* [Problem description] What follows is data; output all of it exactly as given.

* [Material provided]
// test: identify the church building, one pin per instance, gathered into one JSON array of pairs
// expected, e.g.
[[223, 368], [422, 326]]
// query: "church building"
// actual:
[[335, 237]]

* [Output of the exercise]
// test: identify the church building, one pin per instance, gathered into one JSON array of pairs
// expected, e.g.
[[223, 368], [422, 326]]
// query: "church building"
// actual:
[[335, 237]]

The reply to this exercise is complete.